**Image point annotation entries**
◆ ◆ ◆ ◆ ◆ ◆ ◆

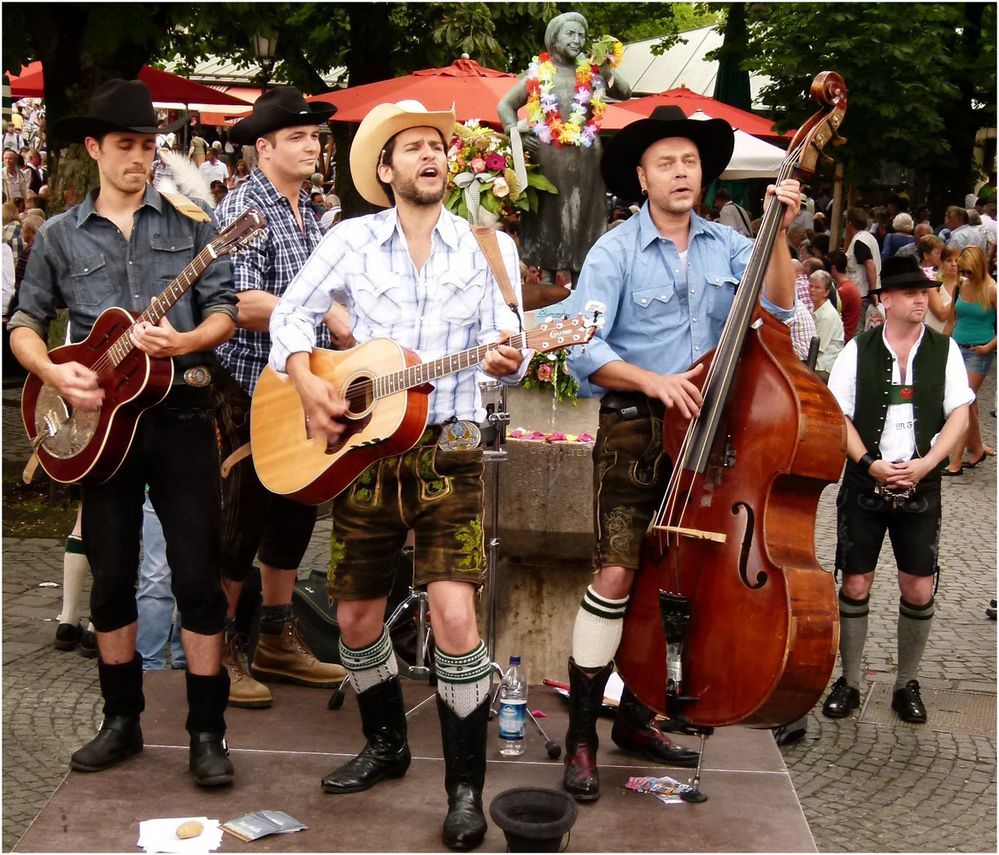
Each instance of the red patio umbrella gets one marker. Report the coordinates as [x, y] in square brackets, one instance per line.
[474, 90]
[166, 88]
[689, 101]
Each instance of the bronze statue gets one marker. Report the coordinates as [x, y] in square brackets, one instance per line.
[565, 99]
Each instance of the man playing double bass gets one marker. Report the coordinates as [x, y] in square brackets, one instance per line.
[668, 278]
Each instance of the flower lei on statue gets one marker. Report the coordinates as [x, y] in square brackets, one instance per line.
[588, 103]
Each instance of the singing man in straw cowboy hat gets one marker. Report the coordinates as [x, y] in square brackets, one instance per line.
[668, 278]
[120, 247]
[258, 524]
[413, 273]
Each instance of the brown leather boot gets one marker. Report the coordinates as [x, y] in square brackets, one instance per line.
[285, 656]
[586, 693]
[244, 691]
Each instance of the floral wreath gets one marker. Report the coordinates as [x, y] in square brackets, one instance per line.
[543, 112]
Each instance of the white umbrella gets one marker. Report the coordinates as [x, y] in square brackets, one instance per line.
[752, 158]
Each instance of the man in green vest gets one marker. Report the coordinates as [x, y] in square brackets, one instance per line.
[905, 395]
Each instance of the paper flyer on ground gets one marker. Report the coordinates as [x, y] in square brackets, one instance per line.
[261, 823]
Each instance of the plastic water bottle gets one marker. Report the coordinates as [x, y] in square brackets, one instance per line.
[512, 710]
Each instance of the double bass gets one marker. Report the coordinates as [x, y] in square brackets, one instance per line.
[731, 618]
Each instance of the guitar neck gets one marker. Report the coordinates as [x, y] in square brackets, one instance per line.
[425, 372]
[165, 301]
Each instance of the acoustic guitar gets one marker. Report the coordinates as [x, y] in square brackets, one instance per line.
[387, 391]
[76, 446]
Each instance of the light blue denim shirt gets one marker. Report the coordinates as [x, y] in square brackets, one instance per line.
[657, 318]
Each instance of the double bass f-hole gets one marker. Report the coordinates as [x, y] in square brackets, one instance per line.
[747, 544]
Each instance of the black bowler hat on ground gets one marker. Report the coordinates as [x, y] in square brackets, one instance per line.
[714, 138]
[903, 272]
[118, 105]
[280, 107]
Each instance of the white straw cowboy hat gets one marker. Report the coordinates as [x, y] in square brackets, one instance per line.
[378, 127]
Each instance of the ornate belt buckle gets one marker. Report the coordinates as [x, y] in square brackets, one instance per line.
[199, 376]
[896, 498]
[459, 436]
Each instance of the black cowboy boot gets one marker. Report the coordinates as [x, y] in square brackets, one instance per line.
[586, 695]
[209, 754]
[464, 741]
[637, 732]
[386, 753]
[120, 735]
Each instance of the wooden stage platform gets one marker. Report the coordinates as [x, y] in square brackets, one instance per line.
[281, 754]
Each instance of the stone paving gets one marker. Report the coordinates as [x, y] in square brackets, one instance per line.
[863, 787]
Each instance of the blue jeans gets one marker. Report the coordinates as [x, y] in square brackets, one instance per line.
[159, 621]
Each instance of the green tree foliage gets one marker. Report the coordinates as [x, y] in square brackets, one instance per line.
[637, 21]
[921, 80]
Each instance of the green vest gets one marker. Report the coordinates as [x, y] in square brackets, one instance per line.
[929, 369]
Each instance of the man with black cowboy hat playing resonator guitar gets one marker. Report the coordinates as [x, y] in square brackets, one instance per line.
[413, 274]
[120, 247]
[668, 278]
[285, 130]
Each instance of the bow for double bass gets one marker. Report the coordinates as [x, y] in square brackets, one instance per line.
[731, 619]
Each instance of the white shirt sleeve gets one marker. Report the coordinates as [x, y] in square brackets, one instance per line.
[843, 378]
[957, 390]
[8, 277]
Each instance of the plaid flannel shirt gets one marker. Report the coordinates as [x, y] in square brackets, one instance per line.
[269, 264]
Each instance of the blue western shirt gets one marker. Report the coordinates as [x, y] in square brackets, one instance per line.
[658, 317]
[81, 261]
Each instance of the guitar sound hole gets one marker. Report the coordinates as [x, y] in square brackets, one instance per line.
[359, 396]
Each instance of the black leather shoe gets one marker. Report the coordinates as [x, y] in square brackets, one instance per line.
[581, 778]
[119, 738]
[465, 824]
[908, 703]
[367, 769]
[386, 753]
[210, 761]
[842, 700]
[464, 743]
[637, 731]
[88, 644]
[67, 636]
[650, 742]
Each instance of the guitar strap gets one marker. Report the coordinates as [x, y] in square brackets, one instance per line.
[30, 468]
[240, 453]
[186, 207]
[486, 238]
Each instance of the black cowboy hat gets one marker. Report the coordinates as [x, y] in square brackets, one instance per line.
[903, 271]
[118, 105]
[714, 139]
[280, 107]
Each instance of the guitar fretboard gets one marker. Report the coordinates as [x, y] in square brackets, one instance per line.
[417, 375]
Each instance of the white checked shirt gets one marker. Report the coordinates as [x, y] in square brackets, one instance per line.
[453, 303]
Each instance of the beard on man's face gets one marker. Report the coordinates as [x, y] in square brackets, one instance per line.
[407, 189]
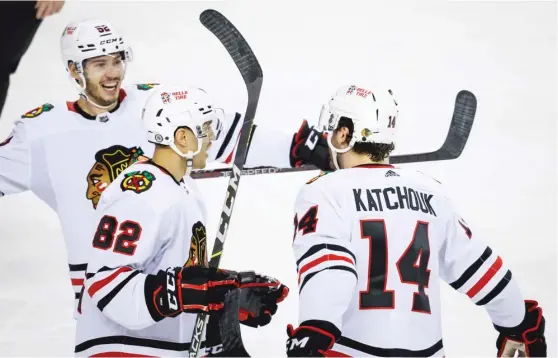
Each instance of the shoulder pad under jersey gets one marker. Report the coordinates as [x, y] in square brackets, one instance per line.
[317, 177]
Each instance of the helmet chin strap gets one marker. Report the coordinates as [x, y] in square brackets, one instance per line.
[337, 151]
[189, 156]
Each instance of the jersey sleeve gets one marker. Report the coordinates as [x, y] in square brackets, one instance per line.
[127, 239]
[471, 267]
[326, 264]
[15, 170]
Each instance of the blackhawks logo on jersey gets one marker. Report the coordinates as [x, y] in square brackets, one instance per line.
[109, 163]
[38, 111]
[198, 246]
[146, 86]
[138, 182]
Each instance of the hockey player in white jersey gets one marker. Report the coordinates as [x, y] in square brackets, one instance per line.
[147, 274]
[67, 153]
[372, 240]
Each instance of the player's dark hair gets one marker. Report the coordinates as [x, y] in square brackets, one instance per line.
[375, 151]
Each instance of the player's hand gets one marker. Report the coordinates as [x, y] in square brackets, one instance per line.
[46, 8]
[191, 289]
[527, 338]
[312, 338]
[259, 296]
[309, 147]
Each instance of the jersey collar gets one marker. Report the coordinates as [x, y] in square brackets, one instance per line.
[164, 170]
[74, 107]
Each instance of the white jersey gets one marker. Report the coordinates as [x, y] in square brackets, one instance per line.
[147, 221]
[370, 244]
[67, 158]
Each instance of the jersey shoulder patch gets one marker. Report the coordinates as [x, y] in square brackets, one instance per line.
[146, 86]
[137, 181]
[38, 111]
[317, 177]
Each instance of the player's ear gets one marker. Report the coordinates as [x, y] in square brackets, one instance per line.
[342, 136]
[180, 138]
[73, 71]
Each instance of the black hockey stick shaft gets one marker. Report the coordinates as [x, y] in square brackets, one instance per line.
[252, 74]
[456, 139]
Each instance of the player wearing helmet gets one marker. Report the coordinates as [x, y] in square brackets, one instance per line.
[371, 241]
[141, 294]
[67, 153]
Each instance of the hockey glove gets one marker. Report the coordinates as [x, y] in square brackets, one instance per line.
[191, 289]
[309, 147]
[311, 339]
[527, 338]
[259, 296]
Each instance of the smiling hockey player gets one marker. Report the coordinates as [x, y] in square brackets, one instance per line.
[67, 153]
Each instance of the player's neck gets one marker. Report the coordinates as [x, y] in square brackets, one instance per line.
[351, 160]
[172, 162]
[93, 110]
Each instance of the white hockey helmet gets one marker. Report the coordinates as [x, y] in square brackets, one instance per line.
[171, 107]
[373, 114]
[87, 39]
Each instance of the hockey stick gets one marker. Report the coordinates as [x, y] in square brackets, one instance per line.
[458, 134]
[252, 74]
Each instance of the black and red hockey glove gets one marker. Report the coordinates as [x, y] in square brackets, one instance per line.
[312, 338]
[259, 296]
[191, 289]
[527, 338]
[309, 146]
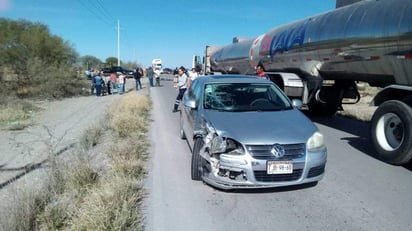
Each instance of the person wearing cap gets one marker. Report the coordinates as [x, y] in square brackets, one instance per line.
[121, 82]
[260, 72]
[183, 84]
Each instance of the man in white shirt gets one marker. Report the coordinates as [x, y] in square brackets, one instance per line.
[193, 74]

◆ ◆ ◆ ◆ ◆ ◆ ◆

Please copy the records word for word, starting with the line that contains "Each instance of the white hockey" and continuing through the end of the records, both ends included. Leave the pictures out of your copy.

**RESULT BELOW**
Each instance of the white hockey helmet gets one marker. Report the coordinates as [x, y] in square brackets, one instance per line.
[171, 107]
[373, 114]
[87, 39]
Each instance of the hockey stick gets one marker. Report the coordinates as [x, y] in square brackets, one instance per line.
[458, 134]
[252, 74]
Each instance of the black and red hockey glove gets one marker. Report the coordinates as [x, y] in square brackets, one instance per line.
[312, 338]
[259, 296]
[191, 289]
[527, 338]
[309, 146]
Each instance of the person wearing cap gets one marker. Report the coordinates as [x, y] in square brackets, one instance per line.
[121, 82]
[260, 72]
[183, 84]
Each instance of the man in white shirt gets one marker. Report the coordinates as [x, y] in square brackets, one instance per line.
[193, 74]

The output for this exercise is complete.